Goal | Output the records. Match them exactly.

begin Entries provided

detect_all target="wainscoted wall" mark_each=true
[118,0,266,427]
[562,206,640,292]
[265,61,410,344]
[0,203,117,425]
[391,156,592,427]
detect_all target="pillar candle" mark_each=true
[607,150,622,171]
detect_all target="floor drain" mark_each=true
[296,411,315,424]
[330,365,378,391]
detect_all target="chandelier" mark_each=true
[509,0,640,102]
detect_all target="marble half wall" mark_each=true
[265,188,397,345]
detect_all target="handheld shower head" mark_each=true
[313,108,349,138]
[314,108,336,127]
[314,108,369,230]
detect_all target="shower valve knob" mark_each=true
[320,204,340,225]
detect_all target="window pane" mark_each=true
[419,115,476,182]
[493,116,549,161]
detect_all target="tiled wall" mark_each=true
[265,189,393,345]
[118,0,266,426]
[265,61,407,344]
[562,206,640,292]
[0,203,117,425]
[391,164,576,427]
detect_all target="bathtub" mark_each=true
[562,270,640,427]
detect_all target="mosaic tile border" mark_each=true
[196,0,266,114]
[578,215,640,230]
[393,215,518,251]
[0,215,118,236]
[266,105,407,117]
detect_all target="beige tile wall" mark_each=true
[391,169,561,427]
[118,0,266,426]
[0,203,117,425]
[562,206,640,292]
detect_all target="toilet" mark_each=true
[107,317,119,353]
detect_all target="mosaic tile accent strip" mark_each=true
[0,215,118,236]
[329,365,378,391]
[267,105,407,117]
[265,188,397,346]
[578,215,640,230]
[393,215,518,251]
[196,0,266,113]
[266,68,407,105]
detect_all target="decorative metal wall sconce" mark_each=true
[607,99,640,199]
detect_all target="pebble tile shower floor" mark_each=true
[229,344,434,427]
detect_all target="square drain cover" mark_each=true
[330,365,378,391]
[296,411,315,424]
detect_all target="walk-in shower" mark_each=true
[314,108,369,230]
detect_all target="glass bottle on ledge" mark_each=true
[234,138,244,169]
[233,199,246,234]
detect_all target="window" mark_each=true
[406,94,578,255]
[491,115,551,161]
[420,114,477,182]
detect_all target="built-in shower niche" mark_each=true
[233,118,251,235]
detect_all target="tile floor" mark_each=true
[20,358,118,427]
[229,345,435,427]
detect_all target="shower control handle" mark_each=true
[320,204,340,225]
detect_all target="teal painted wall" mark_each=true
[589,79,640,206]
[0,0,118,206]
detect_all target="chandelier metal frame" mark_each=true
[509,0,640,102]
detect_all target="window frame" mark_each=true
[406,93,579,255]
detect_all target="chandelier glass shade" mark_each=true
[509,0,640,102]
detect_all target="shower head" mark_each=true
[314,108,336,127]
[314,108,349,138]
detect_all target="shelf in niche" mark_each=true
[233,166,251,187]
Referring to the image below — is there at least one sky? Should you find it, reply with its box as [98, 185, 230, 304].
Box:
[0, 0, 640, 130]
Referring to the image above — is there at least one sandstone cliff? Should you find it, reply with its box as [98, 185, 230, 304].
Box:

end Entries provided

Finished answer |
detect_all target="wainscoted wall" mark_each=true
[118,0,266,427]
[562,206,640,292]
[265,61,410,344]
[0,203,117,425]
[391,156,592,427]
detect_all target="pillar candle" mark_each=true
[607,150,622,171]
detect_all target="floor drain" mark_each=true
[296,411,315,424]
[330,365,378,391]
detect_all target="chandelier" mark_each=true
[509,0,640,102]
detect_all target="marble half wall" mark_each=true
[265,188,397,345]
detect_all target="handheld shower head" mark_each=true
[313,108,349,138]
[314,108,336,127]
[314,108,369,230]
detect_all target="shower valve knob" mark_each=true
[320,204,340,225]
detect_all target="window pane" mark_each=true
[419,115,476,182]
[493,116,549,161]
detect_all target="tiled wall" mark_each=true
[265,189,393,345]
[118,0,266,426]
[265,61,407,344]
[562,206,640,292]
[0,203,117,425]
[391,164,576,427]
detect_all target="bathtub" mark_each=true
[562,270,640,427]
detect_all target="mosaic tile border" mark_each=true
[196,0,266,114]
[578,215,640,230]
[393,215,518,251]
[0,215,118,236]
[266,105,407,117]
detect_all target="beige tile wall" mark_each=true
[391,169,561,427]
[118,0,266,426]
[0,203,117,425]
[562,206,640,292]
detect_all target="toilet" mark_each=true
[107,317,119,353]
detect_all target="mosaic tile accent strip" mark_each=true
[0,215,118,236]
[329,365,378,391]
[267,105,407,117]
[265,188,397,346]
[578,215,640,230]
[393,215,518,251]
[196,0,266,113]
[266,68,407,105]
detect_all target="decorative metal wall sconce" mark_each=true
[607,99,640,199]
detect_all target="pebble tile shower floor" mark_each=true
[229,344,434,427]
detect_all target="square drain cover" mark_each=true
[330,365,378,391]
[296,411,315,424]
detect_all target="walk-in shower" mark_each=true
[314,108,369,230]
detect_all target="glass bottle on ledge" mark_each=true
[234,138,244,169]
[233,199,246,234]
detect_all target="window" mark_each=true
[406,94,578,255]
[491,115,551,161]
[420,114,477,182]
detect_all target="built-in shower niche" mark_each=true
[233,118,251,235]
detect_all target="tile floor" mark_each=true
[20,358,118,427]
[229,345,435,427]
detect_all target="shower control handle" mark_each=true
[320,204,340,225]
detect_all target="teal painted wall" mark_each=true
[589,79,640,206]
[0,0,118,206]
detect_all target="chandelier metal frame" mark_each=true
[509,0,640,102]
detect_all target="window frame" mark_each=true
[406,93,579,255]
detect_all target="chandelier glass shade" mark_each=true
[509,0,640,102]
detect_all target="shower head" mark_each=true
[314,108,336,127]
[314,108,349,138]
detect_all target="shelf in niche" mark_each=true
[233,166,251,187]
Referring to the image below — is there at least one sky? Should you find it, reply with its box as [98, 185, 230, 304].
Box:
[0, 0, 640, 130]
Referring to the image above — is there at least one sandstone cliff? Should you find it, reply with its box as [98, 185, 230, 304].
Box:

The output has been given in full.